--- Compito assegnato a ---
Riporta parola per parola il brano sul Manifesto di Ventotene da "Nessun dogmatismo social-comunista, dunque." a "Russia di Stalin.".

Nessun dogmatismo social-comunista, dunque. La bussola dell’auspicato movimento non potrà essere – è scritto a chiare lettere nel Manifesto – «il principio puramente dottrinario secondo il quale la proprietà privata dei mezzi materiali di produzione deve essere in linea di principio abolita o tollerata solo in via provvisoria (…)». Segue, a scanso di equivoci, l’esplicita critica alla Russia di Stalin.
Alcuni sospettano che il Presidente del Consiglio abbia, di fronte alle divisioni della propria maggioranza sul tema del riarmo, deciso a tavolino di mandare la palla nel campo delle opposizioni; di buttarla in caciara, come si dice a Roma. Può darsi. Come che sia, siamo di fronte a una demonizzazione di Ventotene che si prefigge una più ampia finalità: accreditare l’idea che l’odiata l’Europa delle tecno-burocrazie di Bruxelles affondi le sue radici nelle culture dell’antifascismo e del costituzionalismo democratico-sociale.

--- Compito assegnato b ---
Duplica tali e quali le righe del dataset dalla riga con "Can you find the tall" alla riga con "[[225, 251]]", estremi compresi.

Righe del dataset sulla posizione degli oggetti
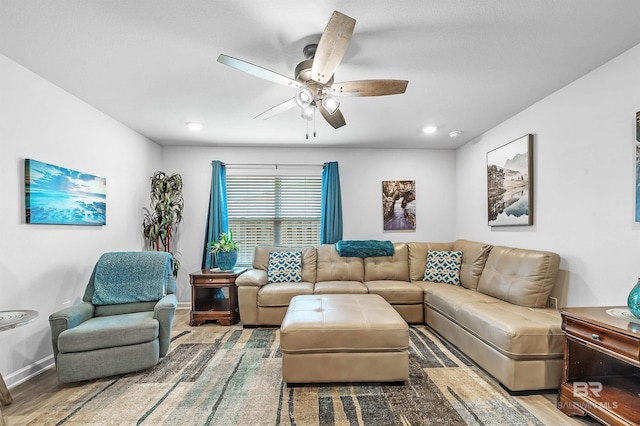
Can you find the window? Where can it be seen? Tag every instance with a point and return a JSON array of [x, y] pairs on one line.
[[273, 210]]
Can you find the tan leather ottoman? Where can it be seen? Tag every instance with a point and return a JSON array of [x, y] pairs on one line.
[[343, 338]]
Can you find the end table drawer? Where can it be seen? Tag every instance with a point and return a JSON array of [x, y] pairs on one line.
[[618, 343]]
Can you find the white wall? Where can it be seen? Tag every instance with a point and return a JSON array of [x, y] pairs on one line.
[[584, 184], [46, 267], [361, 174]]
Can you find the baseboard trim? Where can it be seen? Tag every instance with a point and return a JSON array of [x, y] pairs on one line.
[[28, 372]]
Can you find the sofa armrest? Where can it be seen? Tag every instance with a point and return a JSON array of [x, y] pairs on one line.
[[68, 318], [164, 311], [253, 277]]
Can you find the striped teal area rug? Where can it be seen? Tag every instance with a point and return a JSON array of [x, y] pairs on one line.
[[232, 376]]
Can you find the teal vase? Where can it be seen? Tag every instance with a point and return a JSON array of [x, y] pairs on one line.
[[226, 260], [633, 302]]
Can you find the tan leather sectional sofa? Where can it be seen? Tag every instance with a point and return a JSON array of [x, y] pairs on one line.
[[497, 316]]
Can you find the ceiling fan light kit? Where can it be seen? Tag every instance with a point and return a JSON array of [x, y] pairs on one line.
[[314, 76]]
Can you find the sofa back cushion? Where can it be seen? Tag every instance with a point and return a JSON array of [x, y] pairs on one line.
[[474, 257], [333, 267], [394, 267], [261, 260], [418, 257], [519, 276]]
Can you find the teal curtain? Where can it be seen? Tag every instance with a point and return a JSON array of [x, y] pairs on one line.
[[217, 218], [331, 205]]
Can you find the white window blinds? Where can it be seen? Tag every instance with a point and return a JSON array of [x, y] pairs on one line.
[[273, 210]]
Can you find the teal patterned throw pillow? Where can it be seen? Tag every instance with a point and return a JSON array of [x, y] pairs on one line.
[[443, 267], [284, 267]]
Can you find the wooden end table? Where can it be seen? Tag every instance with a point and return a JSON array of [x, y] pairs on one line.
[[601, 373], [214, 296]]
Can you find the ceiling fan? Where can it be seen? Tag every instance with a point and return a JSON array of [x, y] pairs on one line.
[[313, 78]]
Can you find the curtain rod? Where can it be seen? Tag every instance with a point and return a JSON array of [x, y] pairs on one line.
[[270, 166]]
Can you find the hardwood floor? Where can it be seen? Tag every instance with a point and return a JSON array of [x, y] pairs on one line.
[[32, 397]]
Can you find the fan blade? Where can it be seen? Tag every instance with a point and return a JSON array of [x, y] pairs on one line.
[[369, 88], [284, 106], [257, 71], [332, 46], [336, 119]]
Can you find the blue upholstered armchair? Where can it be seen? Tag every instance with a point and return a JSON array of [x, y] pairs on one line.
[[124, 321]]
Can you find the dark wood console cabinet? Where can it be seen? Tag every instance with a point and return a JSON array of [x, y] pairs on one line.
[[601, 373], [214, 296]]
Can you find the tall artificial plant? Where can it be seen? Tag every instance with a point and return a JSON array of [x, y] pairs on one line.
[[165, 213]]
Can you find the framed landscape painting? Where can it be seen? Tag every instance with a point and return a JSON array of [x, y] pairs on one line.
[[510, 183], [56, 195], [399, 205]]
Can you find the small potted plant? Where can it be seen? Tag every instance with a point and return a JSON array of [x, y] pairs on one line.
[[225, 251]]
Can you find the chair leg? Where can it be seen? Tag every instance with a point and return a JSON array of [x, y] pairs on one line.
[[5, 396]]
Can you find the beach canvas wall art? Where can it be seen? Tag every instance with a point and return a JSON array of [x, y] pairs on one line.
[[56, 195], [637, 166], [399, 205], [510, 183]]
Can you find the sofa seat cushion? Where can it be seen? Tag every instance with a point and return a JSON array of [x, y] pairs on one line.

--- Soluzione del compito a ---
Nessun dogmatismo social-comunista, dunque. La bussola dell’auspicato movimento non potrà essere – è scritto a chiare lettere nel Manifesto – «il principio puramente dottrinario secondo il quale la proprietà privata dei mezzi materiali di produzione deve essere in linea di principio abolita o tollerata solo in via provvisoria (…)». Segue, a scanso di equivoci, l’esplicita critica alla Russia di Stalin.

--- Soluzione del compito b ---
Can you find the tall artificial plant? Where can it be seen? Tag every instance with a point and return a JSON array of [x, y] pairs on one line.
[[165, 213]]
Can you find the framed landscape painting? Where can it be seen? Tag every instance with a point and return a JSON array of [x, y] pairs on one line.
[[510, 183], [56, 195], [399, 205]]
Can you find the small potted plant? Where can it be seen? Tag every instance with a point and return a JSON array of [x, y] pairs on one line.
[[225, 251]]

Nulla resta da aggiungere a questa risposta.